#### Passage:
- Opening Delimiter -

In an iterative approach, SCMER generates new plots on ever smaller sets of genes. Then, using a gradient descent method, the algorithm settles on a minimal set of genes. "This allows us to start from any random set of genes but very quickly converge into a locally optimized set," he said. Do this enough times, and eventually you get your answer.
"On a dataset with 10,000 cells and 2,000 candidate features, [SCMER] typically converges in 20 to 40 iterations, which takes five to 10 minutes" using an off-the-shelf Intel core i7-8700 processor, the authors wrote. Using a GPU could easily cut that time in half.
Liang noted that the algorithm was designed to be scalable. In one experiment, they analyzed 40,000 cells, representing 10 patient samples. Twice as many patients, would need approximately twice the memory, he said.
Chen said he has considered commercializing SCMER but hasn't taken action on that. "I probably should have considered it a little more," he said. "Maybe it's not too late yet."
Among the most important aspects of the algorithm is its recall, Mills said, providing an ability to pull out the same sets of genes from run to run. "In most of the classic algorithms, if you run it 20 times, you get 20 different sets of genes," all of which can predict a given phenotype, he said. SCMER, however, seems to focus on the same genes each time. "Those are much more likely to be useful as one moves into orthogonal assays," he said. "If the number of genes to analyze is truly tractable, we could move it into the clinic."

- Closing Delimiter -

#### What is needed:
Echo the SCMER passage from "In an iterative" to "memory, he said.", inclusive. The material that comes next isn't needed for anything here.

#### Provided information:
- Opening Delimiter -

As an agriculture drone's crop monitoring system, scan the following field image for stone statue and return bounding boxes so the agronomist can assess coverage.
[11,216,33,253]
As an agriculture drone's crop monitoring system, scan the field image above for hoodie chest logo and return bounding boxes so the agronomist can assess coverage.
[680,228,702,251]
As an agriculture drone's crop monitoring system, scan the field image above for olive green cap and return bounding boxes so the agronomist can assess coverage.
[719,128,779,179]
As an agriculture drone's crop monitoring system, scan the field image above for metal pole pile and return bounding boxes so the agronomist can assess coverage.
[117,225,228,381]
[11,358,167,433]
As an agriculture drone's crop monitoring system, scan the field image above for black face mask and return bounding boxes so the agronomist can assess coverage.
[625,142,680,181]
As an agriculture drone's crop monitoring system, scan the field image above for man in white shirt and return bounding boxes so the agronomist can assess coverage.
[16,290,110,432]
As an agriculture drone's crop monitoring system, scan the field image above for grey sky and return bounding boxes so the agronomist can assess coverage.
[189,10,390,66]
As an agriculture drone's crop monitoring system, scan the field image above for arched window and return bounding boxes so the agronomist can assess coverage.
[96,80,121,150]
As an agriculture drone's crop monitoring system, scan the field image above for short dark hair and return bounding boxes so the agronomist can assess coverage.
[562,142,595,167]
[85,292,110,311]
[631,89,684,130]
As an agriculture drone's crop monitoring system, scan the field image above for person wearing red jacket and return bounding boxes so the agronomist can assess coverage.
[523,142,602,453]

- Closing Delimiter -

#### Answer section:
In an iterative approach, SCMER generates new plots on ever smaller sets of genes. Then, using a gradient descent method, the algorithm settles on a minimal set of genes. "This allows us to start from any random set of genes but very quickly converge into a locally optimized set," he said. Do this enough times, and eventually you get your answer.
"On a dataset with 10,000 cells and 2,000 candidate features, [SCMER] typically converges in 20 to 40 iterations, which takes five to 10 minutes" using an off-the-shelf Intel core i7-8700 processor, the authors wrote. Using a GPU could easily cut that time in half.
Liang noted that the algorithm was designed to be scalable. In one experiment, they analyzed 40,000 cells, representing 10 patient samples. Twice as many patients, would need approximately twice the memory, he said.